Records from a point labeling set:
════════════════════

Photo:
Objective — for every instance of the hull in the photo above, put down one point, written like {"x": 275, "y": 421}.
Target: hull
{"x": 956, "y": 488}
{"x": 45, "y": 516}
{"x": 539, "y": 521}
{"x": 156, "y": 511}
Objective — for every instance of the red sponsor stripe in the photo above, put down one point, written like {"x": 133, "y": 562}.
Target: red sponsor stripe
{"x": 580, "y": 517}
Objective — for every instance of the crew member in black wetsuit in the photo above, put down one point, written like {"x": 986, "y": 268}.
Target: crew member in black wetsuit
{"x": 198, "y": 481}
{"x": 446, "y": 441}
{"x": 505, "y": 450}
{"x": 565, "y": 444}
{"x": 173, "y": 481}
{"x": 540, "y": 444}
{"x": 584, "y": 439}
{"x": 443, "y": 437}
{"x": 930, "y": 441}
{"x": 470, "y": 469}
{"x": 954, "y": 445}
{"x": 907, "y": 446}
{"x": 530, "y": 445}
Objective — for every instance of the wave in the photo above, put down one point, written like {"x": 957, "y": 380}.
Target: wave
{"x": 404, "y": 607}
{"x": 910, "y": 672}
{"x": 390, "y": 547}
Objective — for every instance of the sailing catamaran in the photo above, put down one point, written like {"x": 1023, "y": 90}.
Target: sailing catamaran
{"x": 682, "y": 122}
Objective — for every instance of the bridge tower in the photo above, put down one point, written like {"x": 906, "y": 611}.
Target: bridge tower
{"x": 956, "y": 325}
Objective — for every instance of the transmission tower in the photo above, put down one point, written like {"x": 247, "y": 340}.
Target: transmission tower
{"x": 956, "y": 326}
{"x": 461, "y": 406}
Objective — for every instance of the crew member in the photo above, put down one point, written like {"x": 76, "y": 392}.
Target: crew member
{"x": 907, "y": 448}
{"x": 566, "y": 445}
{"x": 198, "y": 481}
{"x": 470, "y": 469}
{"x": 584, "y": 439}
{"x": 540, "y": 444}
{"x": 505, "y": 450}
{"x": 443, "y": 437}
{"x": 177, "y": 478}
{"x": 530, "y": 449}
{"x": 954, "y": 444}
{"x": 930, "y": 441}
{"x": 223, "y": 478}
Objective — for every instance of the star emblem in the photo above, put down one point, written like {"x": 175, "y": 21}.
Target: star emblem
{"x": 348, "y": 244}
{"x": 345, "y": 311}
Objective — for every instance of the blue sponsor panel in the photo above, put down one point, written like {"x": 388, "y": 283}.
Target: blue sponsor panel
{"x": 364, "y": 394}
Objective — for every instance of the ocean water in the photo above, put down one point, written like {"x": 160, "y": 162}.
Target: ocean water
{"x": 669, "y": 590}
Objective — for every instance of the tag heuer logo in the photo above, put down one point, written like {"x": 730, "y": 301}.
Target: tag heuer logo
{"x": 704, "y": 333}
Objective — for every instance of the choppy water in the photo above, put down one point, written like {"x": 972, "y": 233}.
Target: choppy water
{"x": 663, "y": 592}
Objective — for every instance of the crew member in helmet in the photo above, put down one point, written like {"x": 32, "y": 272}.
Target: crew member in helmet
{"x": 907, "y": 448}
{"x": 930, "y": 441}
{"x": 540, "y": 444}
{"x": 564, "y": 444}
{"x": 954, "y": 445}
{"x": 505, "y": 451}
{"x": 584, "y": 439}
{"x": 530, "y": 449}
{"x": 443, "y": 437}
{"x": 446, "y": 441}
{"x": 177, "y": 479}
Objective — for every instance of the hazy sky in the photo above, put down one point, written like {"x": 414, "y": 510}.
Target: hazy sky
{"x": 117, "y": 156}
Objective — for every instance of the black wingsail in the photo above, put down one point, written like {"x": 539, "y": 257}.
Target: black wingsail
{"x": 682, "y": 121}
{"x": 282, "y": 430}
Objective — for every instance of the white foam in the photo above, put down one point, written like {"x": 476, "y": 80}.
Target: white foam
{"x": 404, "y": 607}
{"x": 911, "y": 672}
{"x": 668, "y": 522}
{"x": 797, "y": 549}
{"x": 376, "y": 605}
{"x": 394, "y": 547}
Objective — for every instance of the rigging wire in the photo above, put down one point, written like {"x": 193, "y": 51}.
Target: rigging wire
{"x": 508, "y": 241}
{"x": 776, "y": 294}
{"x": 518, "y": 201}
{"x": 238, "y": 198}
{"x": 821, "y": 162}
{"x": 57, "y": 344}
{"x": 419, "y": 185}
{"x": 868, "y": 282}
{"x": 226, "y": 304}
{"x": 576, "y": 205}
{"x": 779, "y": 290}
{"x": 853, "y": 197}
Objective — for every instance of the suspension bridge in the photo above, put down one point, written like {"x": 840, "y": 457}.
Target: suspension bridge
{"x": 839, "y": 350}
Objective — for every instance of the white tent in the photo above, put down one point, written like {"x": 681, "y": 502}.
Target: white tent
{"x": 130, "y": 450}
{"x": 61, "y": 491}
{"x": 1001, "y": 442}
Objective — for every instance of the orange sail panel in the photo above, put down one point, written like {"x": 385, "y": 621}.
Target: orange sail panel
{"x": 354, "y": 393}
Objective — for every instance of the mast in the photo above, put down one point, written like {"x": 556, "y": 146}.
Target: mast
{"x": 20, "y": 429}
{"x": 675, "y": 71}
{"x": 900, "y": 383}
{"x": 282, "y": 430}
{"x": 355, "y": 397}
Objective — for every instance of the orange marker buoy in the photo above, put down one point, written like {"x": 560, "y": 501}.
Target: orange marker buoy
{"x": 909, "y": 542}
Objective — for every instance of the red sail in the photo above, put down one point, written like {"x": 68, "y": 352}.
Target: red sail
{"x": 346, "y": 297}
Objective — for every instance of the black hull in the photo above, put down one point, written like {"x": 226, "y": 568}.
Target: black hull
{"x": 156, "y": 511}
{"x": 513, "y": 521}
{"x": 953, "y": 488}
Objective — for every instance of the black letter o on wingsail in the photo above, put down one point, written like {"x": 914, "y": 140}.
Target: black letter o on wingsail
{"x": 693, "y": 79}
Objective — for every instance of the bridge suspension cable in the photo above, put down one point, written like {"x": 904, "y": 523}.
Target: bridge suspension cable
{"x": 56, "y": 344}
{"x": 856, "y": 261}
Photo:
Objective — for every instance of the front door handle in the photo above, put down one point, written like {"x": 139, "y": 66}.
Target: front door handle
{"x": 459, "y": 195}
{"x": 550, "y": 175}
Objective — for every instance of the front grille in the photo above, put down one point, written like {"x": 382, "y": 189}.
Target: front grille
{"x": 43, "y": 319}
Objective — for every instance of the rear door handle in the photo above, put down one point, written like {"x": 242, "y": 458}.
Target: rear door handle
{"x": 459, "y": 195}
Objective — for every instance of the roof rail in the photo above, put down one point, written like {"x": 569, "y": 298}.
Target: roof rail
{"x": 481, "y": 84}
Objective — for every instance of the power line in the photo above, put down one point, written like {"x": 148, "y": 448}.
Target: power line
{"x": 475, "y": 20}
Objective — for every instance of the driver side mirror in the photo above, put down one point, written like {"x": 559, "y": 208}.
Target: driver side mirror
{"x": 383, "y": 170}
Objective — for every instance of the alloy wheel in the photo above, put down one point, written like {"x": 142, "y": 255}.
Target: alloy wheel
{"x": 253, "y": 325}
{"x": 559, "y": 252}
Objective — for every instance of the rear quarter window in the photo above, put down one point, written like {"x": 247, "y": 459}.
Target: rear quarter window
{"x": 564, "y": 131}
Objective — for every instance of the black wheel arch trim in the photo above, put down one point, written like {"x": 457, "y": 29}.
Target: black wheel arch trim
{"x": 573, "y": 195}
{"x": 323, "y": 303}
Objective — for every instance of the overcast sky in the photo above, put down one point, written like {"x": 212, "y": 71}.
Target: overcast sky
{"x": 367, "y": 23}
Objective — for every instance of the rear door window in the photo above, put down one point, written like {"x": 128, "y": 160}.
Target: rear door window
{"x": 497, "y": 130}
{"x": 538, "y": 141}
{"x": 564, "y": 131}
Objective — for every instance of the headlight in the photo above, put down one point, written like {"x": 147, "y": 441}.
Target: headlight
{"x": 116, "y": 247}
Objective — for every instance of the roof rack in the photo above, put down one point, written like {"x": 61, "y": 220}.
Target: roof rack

════════════════════

● **Your goal**:
Write out again, exactly, the lines from the one holding "Objective — for every instance of the alloy" through the end of the listing, with both ends included.

● **Exercise answer**:
Objective — for every instance of the alloy wheel in the photo above, put down one point, written like {"x": 142, "y": 255}.
Target: alloy wheel
{"x": 253, "y": 325}
{"x": 559, "y": 252}
Objective — for every instance of the rear quarter window in the photo above, put down one point, written like {"x": 247, "y": 459}.
Target: rear quarter window
{"x": 564, "y": 131}
Objective — for every instance of the black wheel arch trim in the photo above, put down one point, written like {"x": 457, "y": 29}.
Target: black wheel arch trim
{"x": 573, "y": 195}
{"x": 323, "y": 303}
Objective — for every instance of the overcast sky in the photo above, put down one point, written like {"x": 212, "y": 71}.
Target: overcast sky
{"x": 367, "y": 23}
Objective — for every instance of the rear door window in the photo above, put down one point, written like {"x": 128, "y": 160}.
Target: rear door window
{"x": 497, "y": 130}
{"x": 538, "y": 141}
{"x": 564, "y": 131}
Objective — for every instance of the headlight in the photo above, put down one point, written like {"x": 147, "y": 441}.
Target: headlight
{"x": 116, "y": 247}
Objective — for every instance of the roof rack in the photo above, put down one point, written like {"x": 61, "y": 220}.
Target: roof rack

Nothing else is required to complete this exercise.